___ Données sources ___

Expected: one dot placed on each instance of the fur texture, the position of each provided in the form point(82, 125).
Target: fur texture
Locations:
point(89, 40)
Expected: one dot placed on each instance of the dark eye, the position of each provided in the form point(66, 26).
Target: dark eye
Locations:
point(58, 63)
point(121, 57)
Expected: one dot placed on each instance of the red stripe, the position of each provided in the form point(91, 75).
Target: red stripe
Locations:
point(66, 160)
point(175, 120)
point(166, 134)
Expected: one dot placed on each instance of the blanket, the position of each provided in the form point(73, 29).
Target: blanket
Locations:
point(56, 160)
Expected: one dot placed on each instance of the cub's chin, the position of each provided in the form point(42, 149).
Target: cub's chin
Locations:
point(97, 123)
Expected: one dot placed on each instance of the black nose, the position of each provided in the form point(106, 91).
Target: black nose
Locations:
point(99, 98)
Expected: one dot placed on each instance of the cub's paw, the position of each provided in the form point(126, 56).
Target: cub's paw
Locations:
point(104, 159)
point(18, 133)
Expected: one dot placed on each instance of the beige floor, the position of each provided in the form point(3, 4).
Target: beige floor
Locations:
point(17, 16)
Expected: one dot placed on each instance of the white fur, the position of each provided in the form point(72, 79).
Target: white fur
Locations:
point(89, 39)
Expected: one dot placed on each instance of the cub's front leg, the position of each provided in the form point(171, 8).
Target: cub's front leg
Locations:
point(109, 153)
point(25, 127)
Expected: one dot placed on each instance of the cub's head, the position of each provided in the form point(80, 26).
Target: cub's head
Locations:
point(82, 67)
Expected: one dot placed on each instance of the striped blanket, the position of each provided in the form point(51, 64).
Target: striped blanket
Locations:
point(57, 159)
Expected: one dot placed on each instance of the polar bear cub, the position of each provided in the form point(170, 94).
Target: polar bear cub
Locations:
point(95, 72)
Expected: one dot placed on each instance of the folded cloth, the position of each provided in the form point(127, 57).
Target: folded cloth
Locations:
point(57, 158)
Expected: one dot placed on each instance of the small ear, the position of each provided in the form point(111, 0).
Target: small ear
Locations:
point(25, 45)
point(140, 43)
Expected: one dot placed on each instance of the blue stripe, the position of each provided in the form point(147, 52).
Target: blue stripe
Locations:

___

* [Consigne]: Modifiez les entrées ci-dessus en remplaçant chaque occurrence de « Locations » par « Positions », sans toucher au reste.

* [Corrigé]:
Expected: one dot placed on each instance of the fur texture, the position of each provided in the form point(82, 125).
Target: fur texture
Positions:
point(89, 40)
Expected: one dot placed on each instance of the dark eye, the position of each provided in the form point(66, 26).
Target: dark eye
Positions:
point(58, 63)
point(121, 57)
Expected: one dot placed on each instance of the red stripe, the position of each provided in the form point(91, 75).
Target: red stripe
Positions:
point(66, 160)
point(175, 120)
point(166, 134)
Expected: one dot placed on each instance of the blanket, the position of each provided in the form point(73, 29).
Target: blanket
Positions:
point(56, 160)
Expected: one dot placed on each instance of the cub's chin, the position of each provided in the form point(42, 149).
Target: cub's chin
Positions:
point(97, 123)
Expected: one dot placed on each instance of the black nose, the position of each provided in the form point(106, 91).
Target: black nose
Positions:
point(99, 98)
Expected: one dot placed on each instance of the cub's paw, the position of each provided in the form point(126, 56).
Target: cub's paw
Positions:
point(104, 159)
point(18, 133)
Expected: one dot placed on each instance of the beige floor, the position of each provided in the form point(3, 4).
Target: beige floor
Positions:
point(17, 16)
Expected: one dot placed on each instance of the white fur, the position of each provided in the form point(72, 79).
Target: white fur
Positions:
point(89, 39)
Expected: one dot placed on each instance of the cub's front leg, the position of each provided in the form point(171, 8).
Target: cub's front leg
Positions:
point(109, 153)
point(25, 127)
Expected: one dot placed on each instance of the cub's head, the position of each provided in the form point(80, 26).
Target: cub's head
Positions:
point(82, 67)
Expected: one dot placed on each instance of the striped blanket, the position of each provided in the form point(51, 64).
Target: striped blanket
Positions:
point(57, 159)
Expected: one dot placed on each instance of the polar bear cub, the position of each provided in the form point(170, 94).
Target: polar bear cub
Positions:
point(95, 72)
Expected: one dot placed on each instance of the folded cloth, the position of each provided in the form point(127, 57).
Target: folded cloth
Positions:
point(57, 158)
Expected: one dot placed on each instance of the small ear, the position of each provided in the form point(111, 0).
Target: small ear
Positions:
point(25, 45)
point(140, 43)
Expected: one dot placed on each instance of the blue stripe, the position of each provided in the form point(147, 52).
Target: blue stripe
Positions:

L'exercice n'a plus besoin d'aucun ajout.